• _Input for this task_
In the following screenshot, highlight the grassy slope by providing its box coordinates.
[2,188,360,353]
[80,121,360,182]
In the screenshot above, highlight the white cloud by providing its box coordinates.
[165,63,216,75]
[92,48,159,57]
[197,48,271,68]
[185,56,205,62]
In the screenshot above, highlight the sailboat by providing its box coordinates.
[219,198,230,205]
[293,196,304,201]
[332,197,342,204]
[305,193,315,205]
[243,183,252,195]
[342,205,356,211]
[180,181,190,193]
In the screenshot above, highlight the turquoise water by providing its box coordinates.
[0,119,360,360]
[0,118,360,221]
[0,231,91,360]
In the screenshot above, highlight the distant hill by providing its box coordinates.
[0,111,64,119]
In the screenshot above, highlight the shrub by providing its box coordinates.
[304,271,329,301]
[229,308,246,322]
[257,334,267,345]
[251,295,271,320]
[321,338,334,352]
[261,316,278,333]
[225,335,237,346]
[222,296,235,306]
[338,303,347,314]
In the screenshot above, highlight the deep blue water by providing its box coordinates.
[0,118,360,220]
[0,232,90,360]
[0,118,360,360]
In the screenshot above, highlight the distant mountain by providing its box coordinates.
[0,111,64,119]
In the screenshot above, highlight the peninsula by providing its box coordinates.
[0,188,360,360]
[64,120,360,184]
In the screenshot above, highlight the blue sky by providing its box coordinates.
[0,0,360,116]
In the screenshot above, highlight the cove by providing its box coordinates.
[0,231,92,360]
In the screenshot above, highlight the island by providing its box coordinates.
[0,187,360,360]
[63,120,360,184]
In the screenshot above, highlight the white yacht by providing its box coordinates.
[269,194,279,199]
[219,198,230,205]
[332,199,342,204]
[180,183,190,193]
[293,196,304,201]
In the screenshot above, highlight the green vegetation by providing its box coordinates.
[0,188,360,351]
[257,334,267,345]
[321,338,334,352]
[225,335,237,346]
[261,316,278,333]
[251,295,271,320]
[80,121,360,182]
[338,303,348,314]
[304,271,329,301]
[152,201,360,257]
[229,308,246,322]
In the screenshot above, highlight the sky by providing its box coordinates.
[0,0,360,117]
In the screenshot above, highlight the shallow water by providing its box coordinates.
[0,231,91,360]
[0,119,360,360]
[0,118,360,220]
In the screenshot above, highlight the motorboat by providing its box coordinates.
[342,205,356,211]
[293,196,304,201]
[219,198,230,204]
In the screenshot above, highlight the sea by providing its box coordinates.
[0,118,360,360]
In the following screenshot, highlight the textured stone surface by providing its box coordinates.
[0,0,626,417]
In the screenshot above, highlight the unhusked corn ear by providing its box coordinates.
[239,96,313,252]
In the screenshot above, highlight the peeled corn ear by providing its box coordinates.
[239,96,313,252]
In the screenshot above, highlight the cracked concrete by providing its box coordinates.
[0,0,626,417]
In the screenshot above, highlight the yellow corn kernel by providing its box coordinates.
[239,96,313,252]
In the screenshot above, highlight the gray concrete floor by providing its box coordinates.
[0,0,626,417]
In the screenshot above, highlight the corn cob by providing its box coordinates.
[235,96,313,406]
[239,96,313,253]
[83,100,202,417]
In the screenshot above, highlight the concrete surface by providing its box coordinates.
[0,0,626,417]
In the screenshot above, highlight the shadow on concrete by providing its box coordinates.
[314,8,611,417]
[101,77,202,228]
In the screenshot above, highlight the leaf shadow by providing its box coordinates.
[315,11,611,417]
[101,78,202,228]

• _Required task_
Retype all of the items above verbatim, from the first through the last.

• _The response_
In the following screenshot, highlight the grassy slope by providing its box coordinates.
[2,188,360,353]
[80,121,360,182]
In the screenshot above, highlight the white cloud by providing its box coordinates.
[165,63,216,75]
[92,48,159,57]
[197,48,271,68]
[185,56,205,62]
In the screenshot above, highlight the sailboat by providing its box coordinates.
[219,198,230,205]
[293,196,304,201]
[332,197,342,204]
[305,193,315,205]
[243,183,252,195]
[342,205,356,211]
[180,181,190,193]
In the screenshot above, highlight the turquoise water by providing its box coordinates.
[0,119,360,360]
[0,118,360,221]
[0,231,91,360]
In the screenshot above, highlight the distant hill by providing its box coordinates.
[0,111,64,119]
In the screenshot above, highlight the shrub by providing its box coordinates.
[304,271,329,301]
[229,308,246,322]
[257,334,267,345]
[251,295,271,320]
[321,338,334,352]
[261,316,278,333]
[225,335,237,346]
[222,296,235,306]
[338,303,347,314]
In the screenshot above, highlight the deep blue water by providing its box coordinates.
[0,118,360,220]
[0,232,90,360]
[0,118,360,360]
In the screenshot above, highlight the distant mountain by providing its box coordinates.
[0,111,64,119]
In the screenshot above, highlight the peninsula by providing its box coordinates.
[0,188,360,360]
[64,120,360,184]
In the screenshot above, highlight the blue sky by providing its box coordinates.
[0,0,360,116]
In the screenshot above, highlight the cove by providing its box coordinates.
[0,231,92,360]
In the screenshot above, highlight the island by providing its box coordinates.
[0,187,360,360]
[63,120,360,184]
In the screenshot above, highlight the white yacht by providing its box coordinates.
[269,194,279,199]
[219,198,230,205]
[332,199,342,204]
[180,183,190,193]
[293,196,304,201]
In the screenshot above, highlight the green vegetation by providing its box coordinates.
[0,188,360,351]
[257,334,267,345]
[321,338,334,352]
[225,335,237,346]
[261,316,278,333]
[251,295,271,320]
[80,121,360,182]
[338,303,348,314]
[304,271,329,301]
[152,201,360,257]
[229,308,246,322]
In the screenshot above, highlight the sky by providing its box coordinates.
[0,0,360,117]
In the screenshot above, highlight the shallow water by providing its box coordinates.
[0,231,91,360]
[0,119,360,360]
[0,118,360,220]
In the screenshot above, highlight the motorboat by providing its box coordinates.
[342,205,356,211]
[293,196,304,201]
[219,198,230,204]
In the screenshot above, highlight the sea by providing its box coordinates.
[0,118,360,360]
In the following screenshot, highlight the textured stone surface by providing its box coordinates.
[0,0,626,417]
In the screenshot above, highlight the unhusked corn ear by providing its box coordinates.
[239,96,313,252]
In the screenshot above, highlight the peeled corn ear by providing its box coordinates.
[239,96,313,252]
In the screenshot above, highlight the cracked concrete by providing its box coordinates.
[0,0,626,417]
In the screenshot above, highlight the yellow corn kernel by providing its box coordinates.
[239,96,313,252]
In the screenshot above, highlight the gray concrete floor by providing its box coordinates.
[0,0,626,417]
In the screenshot above, highlight the corn cob by providing its box coordinates.
[235,96,313,406]
[239,96,313,253]
[83,100,202,417]
In the screenshot above, highlight the concrete surface by providing its box coordinates.
[0,0,626,417]
In the screenshot above, highlight the shadow on concrete by providing its box coordinates.
[314,8,611,417]
[101,77,202,228]
In the screenshot above, highlight the leaf shadow by providing its box coordinates.
[315,11,611,417]
[101,78,202,228]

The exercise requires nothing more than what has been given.